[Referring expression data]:

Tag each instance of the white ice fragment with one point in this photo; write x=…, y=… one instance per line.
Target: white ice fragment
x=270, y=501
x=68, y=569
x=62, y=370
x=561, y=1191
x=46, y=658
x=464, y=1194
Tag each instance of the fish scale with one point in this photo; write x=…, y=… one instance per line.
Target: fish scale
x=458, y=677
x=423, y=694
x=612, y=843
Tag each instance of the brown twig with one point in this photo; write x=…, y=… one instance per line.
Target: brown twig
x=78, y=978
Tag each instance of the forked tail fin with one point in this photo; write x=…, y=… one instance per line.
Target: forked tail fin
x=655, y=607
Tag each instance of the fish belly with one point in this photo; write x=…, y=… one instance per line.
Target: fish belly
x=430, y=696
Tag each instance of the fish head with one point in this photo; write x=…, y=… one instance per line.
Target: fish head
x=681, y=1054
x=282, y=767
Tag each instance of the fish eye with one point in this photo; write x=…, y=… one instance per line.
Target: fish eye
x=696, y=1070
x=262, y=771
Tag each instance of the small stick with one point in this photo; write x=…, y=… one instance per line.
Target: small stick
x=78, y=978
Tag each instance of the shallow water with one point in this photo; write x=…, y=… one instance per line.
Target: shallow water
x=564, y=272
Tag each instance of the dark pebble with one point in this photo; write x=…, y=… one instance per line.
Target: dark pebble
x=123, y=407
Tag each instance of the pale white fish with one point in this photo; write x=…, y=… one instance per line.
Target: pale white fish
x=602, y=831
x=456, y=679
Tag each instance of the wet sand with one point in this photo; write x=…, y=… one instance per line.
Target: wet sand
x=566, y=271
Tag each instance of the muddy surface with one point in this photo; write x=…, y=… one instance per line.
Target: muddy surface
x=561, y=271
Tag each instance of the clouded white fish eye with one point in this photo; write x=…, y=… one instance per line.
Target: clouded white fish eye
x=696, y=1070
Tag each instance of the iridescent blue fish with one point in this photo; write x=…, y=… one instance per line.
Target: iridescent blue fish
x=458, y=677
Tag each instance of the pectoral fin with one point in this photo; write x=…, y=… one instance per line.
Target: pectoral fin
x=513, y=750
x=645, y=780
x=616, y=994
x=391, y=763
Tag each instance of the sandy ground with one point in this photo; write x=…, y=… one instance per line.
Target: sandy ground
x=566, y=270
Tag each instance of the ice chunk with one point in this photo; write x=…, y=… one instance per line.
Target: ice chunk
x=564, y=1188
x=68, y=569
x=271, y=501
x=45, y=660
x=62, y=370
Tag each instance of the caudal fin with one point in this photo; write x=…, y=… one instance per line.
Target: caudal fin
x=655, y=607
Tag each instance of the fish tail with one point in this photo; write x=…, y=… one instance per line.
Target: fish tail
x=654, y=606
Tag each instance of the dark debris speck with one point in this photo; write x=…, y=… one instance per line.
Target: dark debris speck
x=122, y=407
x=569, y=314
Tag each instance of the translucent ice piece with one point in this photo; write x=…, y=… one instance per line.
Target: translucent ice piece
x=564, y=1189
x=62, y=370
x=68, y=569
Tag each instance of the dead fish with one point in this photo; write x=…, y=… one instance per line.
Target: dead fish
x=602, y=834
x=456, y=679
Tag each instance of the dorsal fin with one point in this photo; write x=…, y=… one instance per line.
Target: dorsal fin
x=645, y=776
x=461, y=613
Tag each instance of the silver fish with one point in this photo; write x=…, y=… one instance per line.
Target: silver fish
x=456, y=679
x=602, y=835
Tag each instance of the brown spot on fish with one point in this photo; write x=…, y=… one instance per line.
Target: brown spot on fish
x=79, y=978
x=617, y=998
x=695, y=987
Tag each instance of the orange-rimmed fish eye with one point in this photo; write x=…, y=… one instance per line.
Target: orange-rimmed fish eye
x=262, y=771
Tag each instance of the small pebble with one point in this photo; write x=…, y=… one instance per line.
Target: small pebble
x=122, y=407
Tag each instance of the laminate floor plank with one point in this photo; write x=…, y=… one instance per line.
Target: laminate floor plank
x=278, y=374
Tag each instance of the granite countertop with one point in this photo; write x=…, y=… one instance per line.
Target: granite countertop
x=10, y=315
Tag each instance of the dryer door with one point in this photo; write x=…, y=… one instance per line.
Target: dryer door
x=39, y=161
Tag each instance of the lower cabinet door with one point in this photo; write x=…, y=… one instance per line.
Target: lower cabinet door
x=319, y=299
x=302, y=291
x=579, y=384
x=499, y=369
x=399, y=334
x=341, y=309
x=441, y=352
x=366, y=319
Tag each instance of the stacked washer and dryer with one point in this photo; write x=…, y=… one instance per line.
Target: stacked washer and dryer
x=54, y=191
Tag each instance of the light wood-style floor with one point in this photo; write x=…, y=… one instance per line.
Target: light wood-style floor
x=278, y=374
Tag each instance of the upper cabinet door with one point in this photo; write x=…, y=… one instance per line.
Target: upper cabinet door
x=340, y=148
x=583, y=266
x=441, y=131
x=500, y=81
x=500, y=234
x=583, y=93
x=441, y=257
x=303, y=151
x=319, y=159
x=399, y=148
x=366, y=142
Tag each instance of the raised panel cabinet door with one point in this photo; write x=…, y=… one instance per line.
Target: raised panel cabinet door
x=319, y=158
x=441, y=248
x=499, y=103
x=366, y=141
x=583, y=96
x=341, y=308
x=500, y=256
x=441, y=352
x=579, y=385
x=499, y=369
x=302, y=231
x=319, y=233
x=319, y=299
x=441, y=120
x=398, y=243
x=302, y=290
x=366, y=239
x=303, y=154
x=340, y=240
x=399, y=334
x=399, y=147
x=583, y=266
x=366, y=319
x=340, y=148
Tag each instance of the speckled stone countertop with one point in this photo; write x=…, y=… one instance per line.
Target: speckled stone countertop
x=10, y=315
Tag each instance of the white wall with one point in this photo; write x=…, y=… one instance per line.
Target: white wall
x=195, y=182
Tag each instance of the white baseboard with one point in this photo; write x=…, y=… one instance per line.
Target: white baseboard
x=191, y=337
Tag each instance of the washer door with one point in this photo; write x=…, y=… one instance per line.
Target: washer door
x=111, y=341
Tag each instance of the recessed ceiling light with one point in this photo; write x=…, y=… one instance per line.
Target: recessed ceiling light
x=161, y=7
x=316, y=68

[Task prompt]: Go through the entries above and reproduce each one exactly.

[Response to the task]:
Tag each instance of the white ice fragment with one point in this photo; write x=…, y=… one instance per line.
Target: white ice fragment
x=270, y=501
x=68, y=569
x=62, y=370
x=561, y=1191
x=46, y=658
x=464, y=1194
Tag each instance of the fish scale with one point in this photo; write x=…, y=… one instance per line.
Target: fish scale
x=458, y=677
x=423, y=694
x=612, y=843
Tag each instance of the brown twig with one point in this photo; write x=…, y=… one instance per line.
Target: brown twig
x=78, y=978
Tag each instance of the forked tail fin with one point in this photo; write x=…, y=… one instance per line.
Target: forked tail fin
x=655, y=607
Tag each instance of the fish belly with one point in this photo; write x=…, y=… one instance per line.
Target: fish belly
x=430, y=696
Tag each instance of the fish head with one point in this photo; write x=…, y=… one instance per line.
Target: fish head
x=681, y=1054
x=282, y=767
Tag each instance of the fish eye with one point in this photo; write x=…, y=… one instance per line.
Target: fish eye
x=696, y=1070
x=262, y=771
Tag each instance of the small stick with one point in this photo; write x=…, y=… one instance per line.
Target: small stick
x=78, y=978
Tag each instance of the shallow water with one point in this photo; write x=…, y=… one instance per line.
Target: shallow water
x=564, y=272
Tag each instance of the dark pebble with one point in this photo; write x=…, y=… one instance per line.
Target: dark pebble
x=123, y=407
Tag each instance of the pale white fish with one point in this photo; write x=…, y=… one instance per line.
Target: pale white fish
x=602, y=831
x=456, y=679
Tag each instance of the wet sand with one point in this photo; write x=…, y=… one instance per line.
Target: wet sand
x=566, y=271
Tag each instance of the muddy surface with one point in this photo; write x=…, y=… one instance per line.
Target: muddy surface
x=561, y=271
Tag each instance of the clouded white fish eye with one point in this photo; write x=…, y=… one instance per line.
Target: clouded white fish eye
x=696, y=1070
Tag each instance of the iridescent blue fish with one point in this photo; write x=…, y=… one instance per line.
Target: iridescent blue fish
x=458, y=677
Tag each instance of the pectoral fin with one point in this photo; write x=…, y=… one instance per line.
Target: pectoral fin
x=513, y=750
x=645, y=780
x=616, y=994
x=391, y=763
Tag each instance of the sandy ground with one point in this photo; write x=…, y=… one instance per line.
Target: sandy ground
x=566, y=270
Tag each instance of the ice chunk with one point in this photo; write x=…, y=… one instance per line.
Target: ice chunk
x=564, y=1188
x=68, y=569
x=271, y=501
x=45, y=660
x=62, y=370
Tag each instance of the caudal fin with one point in this photo; write x=…, y=… one instance per line.
Target: caudal fin
x=655, y=607
Tag each instance of the fish tail with one point in this photo; write x=…, y=… one instance per line.
Target: fish tail
x=654, y=606
Tag each instance of the dark debris speck with one point in this photo; write x=…, y=… one instance per line.
Target: dark debris speck
x=122, y=407
x=569, y=314
Tag each instance of the translucent ice piece with one point in this photo; write x=…, y=… one instance per line.
Target: translucent ice piece
x=564, y=1189
x=62, y=370
x=68, y=569
Tag each instance of the dead fish with one point in this photo; write x=…, y=… one instance per line.
Target: dead fish
x=602, y=834
x=456, y=679
Tag each instance of the dorsal fin with one point in this photo; write x=…, y=… one instance per line.
Target: dorsal fin
x=645, y=776
x=461, y=613
Tag each instance of the silver fish with one point in this photo; write x=…, y=… one instance per line.
Target: silver fish
x=456, y=679
x=602, y=835
Tag each instance of the brown spot on fish with one point in this photo; write x=…, y=… one instance per line.
Target: brown spot on fish
x=79, y=978
x=617, y=998
x=695, y=987
Tag each instance of the orange-rimmed fish eye with one point in this photo; write x=…, y=… one instance per line.
Target: orange-rimmed fish eye
x=262, y=771
Tag each instance of the small pebble with one point in this photo; write x=…, y=… one instance per line.
Target: small pebble
x=122, y=407
Tag each instance of the laminate floor plank with one point in this photo; write x=…, y=… one instance per line.
Target: laminate floor plank
x=278, y=374
Tag each instance of the granite countertop with one point in this photo; write x=…, y=… one instance per line.
Target: granite countertop
x=10, y=315
Tag each instance of the dryer door with one point in this photo; write x=…, y=… one instance per line.
Target: dryer door
x=39, y=161
Tag each instance of the lower cabinet door with one point in this photo; write x=…, y=… one instance per line.
Target: lower cabinet door
x=319, y=299
x=302, y=291
x=579, y=384
x=499, y=369
x=399, y=334
x=341, y=309
x=441, y=352
x=366, y=319
Tag each instance of the stacked washer and dryer with one point in this photo; write x=…, y=… one instance per line.
Target: stacked washer and dryer
x=54, y=191
Tag each instance of the light wood-style floor with one point in this photo; write x=…, y=… one instance per line.
Target: light wood-style floor
x=278, y=374
Tag each instance of the upper cabinet door with one point in this photo; write x=…, y=… one instance per line.
Target: upper cabinet door
x=340, y=148
x=583, y=266
x=441, y=131
x=500, y=81
x=500, y=234
x=583, y=93
x=441, y=257
x=303, y=151
x=319, y=159
x=399, y=148
x=366, y=142
Tag each instance of the raised panel cabinet door with one point in this photo; write x=…, y=… one instance per line.
Target: raised panel cabinet door
x=319, y=158
x=441, y=248
x=499, y=103
x=366, y=141
x=583, y=96
x=341, y=308
x=500, y=256
x=441, y=352
x=579, y=385
x=499, y=369
x=302, y=231
x=319, y=233
x=319, y=299
x=441, y=120
x=398, y=243
x=302, y=290
x=366, y=239
x=303, y=154
x=340, y=240
x=399, y=334
x=399, y=147
x=583, y=266
x=366, y=319
x=340, y=148
Tag each instance of the speckled stone countertop with one point in this photo; write x=…, y=… one instance per line.
Target: speckled stone countertop
x=10, y=315
Tag each instance of the white wall with one point in this photo; write x=…, y=… one instance per line.
Target: white wall
x=195, y=182
Tag each instance of the white baseboard with one point in this photo; write x=…, y=… one instance per line.
Target: white baseboard
x=191, y=337
Tag each instance of the washer door with one point in this photo; write x=…, y=… one instance per line.
Target: washer door
x=111, y=341
Tag each instance of the recessed ceiling light with one point in this photo; write x=…, y=… one instance per line.
Target: recessed ceiling light
x=161, y=7
x=316, y=68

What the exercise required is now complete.